++++ DATA FOR THIS EXERCISE ++++
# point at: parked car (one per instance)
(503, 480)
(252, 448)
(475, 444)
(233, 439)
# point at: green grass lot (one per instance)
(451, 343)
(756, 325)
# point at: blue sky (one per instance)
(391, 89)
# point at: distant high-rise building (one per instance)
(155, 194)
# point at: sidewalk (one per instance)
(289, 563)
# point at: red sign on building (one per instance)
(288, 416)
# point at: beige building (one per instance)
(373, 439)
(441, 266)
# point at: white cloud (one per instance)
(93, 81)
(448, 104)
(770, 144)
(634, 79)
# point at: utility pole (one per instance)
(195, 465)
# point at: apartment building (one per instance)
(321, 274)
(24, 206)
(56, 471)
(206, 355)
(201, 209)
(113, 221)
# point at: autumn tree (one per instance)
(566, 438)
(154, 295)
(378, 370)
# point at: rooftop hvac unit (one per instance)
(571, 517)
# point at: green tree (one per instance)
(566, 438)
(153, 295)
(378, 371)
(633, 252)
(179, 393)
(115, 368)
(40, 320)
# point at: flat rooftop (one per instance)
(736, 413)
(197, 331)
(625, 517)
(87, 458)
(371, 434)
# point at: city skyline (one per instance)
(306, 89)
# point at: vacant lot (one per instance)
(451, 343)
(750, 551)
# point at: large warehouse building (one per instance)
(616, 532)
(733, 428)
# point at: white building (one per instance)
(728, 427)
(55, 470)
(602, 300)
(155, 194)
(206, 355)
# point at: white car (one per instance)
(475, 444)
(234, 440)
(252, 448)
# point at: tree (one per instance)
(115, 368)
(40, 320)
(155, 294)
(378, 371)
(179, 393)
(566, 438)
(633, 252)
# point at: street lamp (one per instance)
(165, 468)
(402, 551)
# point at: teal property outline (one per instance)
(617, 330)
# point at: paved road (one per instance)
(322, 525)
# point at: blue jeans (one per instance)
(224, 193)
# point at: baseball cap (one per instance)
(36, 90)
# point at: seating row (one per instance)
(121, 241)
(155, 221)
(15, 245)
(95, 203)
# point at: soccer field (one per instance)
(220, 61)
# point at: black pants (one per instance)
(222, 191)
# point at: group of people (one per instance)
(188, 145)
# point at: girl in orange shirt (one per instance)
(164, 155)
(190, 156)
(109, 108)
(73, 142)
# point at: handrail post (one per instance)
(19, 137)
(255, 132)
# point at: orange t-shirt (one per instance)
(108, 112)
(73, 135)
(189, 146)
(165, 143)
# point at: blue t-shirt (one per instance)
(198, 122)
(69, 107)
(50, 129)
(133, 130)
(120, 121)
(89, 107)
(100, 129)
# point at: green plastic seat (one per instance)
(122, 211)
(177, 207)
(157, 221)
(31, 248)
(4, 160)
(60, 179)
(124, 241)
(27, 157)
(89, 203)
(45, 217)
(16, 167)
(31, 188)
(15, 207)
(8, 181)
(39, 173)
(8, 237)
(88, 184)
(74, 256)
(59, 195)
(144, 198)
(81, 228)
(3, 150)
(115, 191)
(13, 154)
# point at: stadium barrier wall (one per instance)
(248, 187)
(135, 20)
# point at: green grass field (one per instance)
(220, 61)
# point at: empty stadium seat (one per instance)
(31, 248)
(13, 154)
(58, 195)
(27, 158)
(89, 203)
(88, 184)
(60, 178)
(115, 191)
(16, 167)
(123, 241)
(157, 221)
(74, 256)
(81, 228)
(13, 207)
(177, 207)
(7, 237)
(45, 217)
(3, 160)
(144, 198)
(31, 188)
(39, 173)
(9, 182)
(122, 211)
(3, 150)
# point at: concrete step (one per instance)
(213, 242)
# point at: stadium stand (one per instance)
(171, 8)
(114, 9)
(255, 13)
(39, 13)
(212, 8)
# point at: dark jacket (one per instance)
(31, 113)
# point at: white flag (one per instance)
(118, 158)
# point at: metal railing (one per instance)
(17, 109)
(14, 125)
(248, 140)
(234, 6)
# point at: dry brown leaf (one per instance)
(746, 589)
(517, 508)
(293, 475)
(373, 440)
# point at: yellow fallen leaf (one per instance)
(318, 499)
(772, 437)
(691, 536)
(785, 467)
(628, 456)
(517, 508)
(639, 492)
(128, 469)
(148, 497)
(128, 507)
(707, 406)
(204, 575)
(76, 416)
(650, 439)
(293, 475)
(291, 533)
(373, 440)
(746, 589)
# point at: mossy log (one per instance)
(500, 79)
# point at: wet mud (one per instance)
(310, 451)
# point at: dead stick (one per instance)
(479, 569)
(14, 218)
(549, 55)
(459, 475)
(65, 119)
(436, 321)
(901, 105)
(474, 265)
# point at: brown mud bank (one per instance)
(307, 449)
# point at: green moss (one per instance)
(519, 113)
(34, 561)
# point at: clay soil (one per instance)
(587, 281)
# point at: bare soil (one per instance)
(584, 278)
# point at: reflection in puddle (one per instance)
++++
» TASK OBJECTIVE
Output the lines above verbatim and in full.

» WRITTEN RESPONSE
# point at: parked car (one per instance)
(503, 480)
(252, 448)
(475, 444)
(233, 439)
# point at: green grass lot (one per instance)
(451, 343)
(756, 325)
# point at: blue sky (one per instance)
(391, 89)
# point at: distant high-rise building (one per instance)
(155, 194)
# point at: sidewalk (one per instance)
(289, 563)
# point at: red sign on building (one per instance)
(288, 416)
# point at: beige building (one per instance)
(373, 439)
(441, 266)
# point at: white cloud (one per instance)
(93, 81)
(448, 104)
(770, 144)
(634, 79)
# point at: utility pole (one per instance)
(195, 465)
# point at: apartment building (one per instance)
(321, 274)
(24, 206)
(56, 471)
(206, 355)
(201, 209)
(113, 221)
# point at: autumn tree (one per instance)
(566, 438)
(154, 295)
(378, 370)
# point at: rooftop hvac unit (one per instance)
(571, 517)
# point at: green tree (one per instance)
(566, 438)
(153, 295)
(378, 371)
(633, 252)
(179, 393)
(115, 368)
(40, 320)
# point at: flat rooftop (one per instance)
(736, 413)
(197, 331)
(625, 517)
(87, 458)
(371, 434)
# point at: city skyline (one per instance)
(306, 89)
# point at: vacant lot (one per instance)
(451, 343)
(750, 551)
# point at: large warehouse building (one per instance)
(616, 532)
(733, 428)
# point at: white building (one per instance)
(728, 427)
(55, 470)
(602, 300)
(155, 194)
(206, 355)
# point at: white car (one per instance)
(475, 444)
(234, 440)
(252, 448)
# point at: tree (one per instance)
(115, 368)
(40, 320)
(155, 294)
(378, 371)
(179, 393)
(566, 438)
(633, 252)
# point at: street lamp (one per instance)
(165, 468)
(402, 551)
# point at: teal property outline (one per instance)
(617, 330)
# point at: paved road (one per instance)
(322, 525)
# point at: blue jeans (one per instance)
(224, 193)
# point at: baseball cap (one per instance)
(36, 90)
# point at: seating row (one per instance)
(121, 241)
(155, 221)
(15, 245)
(95, 203)
# point at: soccer field (one per instance)
(220, 61)
# point at: black pants (one per instance)
(222, 191)
# point at: group of people (one per instance)
(188, 145)
# point at: girl in orange shirt (one per instance)
(164, 155)
(190, 156)
(109, 108)
(73, 142)
# point at: handrail post (one per instance)
(19, 137)
(255, 132)
# point at: orange t-shirt (one per instance)
(108, 112)
(73, 135)
(189, 146)
(165, 143)
# point at: blue t-shirt (one per instance)
(198, 122)
(69, 107)
(50, 129)
(133, 130)
(120, 121)
(89, 107)
(100, 129)
# point at: green plastic seat (one per instance)
(122, 211)
(177, 207)
(157, 221)
(31, 248)
(4, 160)
(60, 179)
(124, 241)
(27, 157)
(89, 203)
(45, 217)
(16, 167)
(31, 188)
(15, 207)
(8, 181)
(39, 173)
(8, 237)
(88, 184)
(74, 256)
(59, 195)
(144, 198)
(81, 228)
(3, 150)
(115, 191)
(13, 154)
# point at: stadium barrier wall (one per instance)
(248, 187)
(135, 20)
# point at: green grass field (one per instance)
(220, 61)
# point at: empty stadium seat (one per instance)
(31, 248)
(13, 154)
(58, 195)
(27, 158)
(89, 203)
(88, 184)
(60, 178)
(115, 191)
(16, 167)
(123, 241)
(157, 221)
(74, 256)
(81, 228)
(13, 207)
(177, 207)
(7, 237)
(45, 217)
(3, 160)
(144, 198)
(31, 188)
(39, 173)
(9, 182)
(122, 211)
(3, 150)
# point at: concrete step (one per instance)
(213, 242)
# point at: stadium stand (one per instance)
(171, 8)
(114, 9)
(255, 13)
(39, 13)
(212, 8)
# point at: dark jacket (one per instance)
(31, 113)
# point at: white flag (one per instance)
(118, 158)
# point at: metal railing (one per instance)
(17, 109)
(14, 125)
(248, 140)
(234, 6)
# point at: dry brown leaf (one per instance)
(746, 589)
(517, 508)
(293, 475)
(373, 440)
# point at: yellow fallen leaf (one per instance)
(318, 499)
(772, 437)
(691, 536)
(785, 467)
(628, 456)
(517, 508)
(639, 492)
(128, 469)
(148, 497)
(128, 507)
(707, 406)
(204, 575)
(76, 416)
(650, 439)
(293, 475)
(291, 533)
(373, 440)
(746, 589)
# point at: mossy log (one per instance)
(500, 79)
# point at: wet mud (one per instance)
(310, 451)
# point at: dead stick (one per instance)
(479, 569)
(14, 218)
(549, 55)
(459, 475)
(65, 119)
(436, 321)
(901, 105)
(474, 265)
# point at: brown mud bank (one per instance)
(307, 449)
# point at: green moss (one per instance)
(519, 113)
(34, 561)
# point at: clay soil (one per instance)
(587, 281)
# point at: bare soil (one per instance)
(584, 278)
# point at: reflection in puddle (one per instance)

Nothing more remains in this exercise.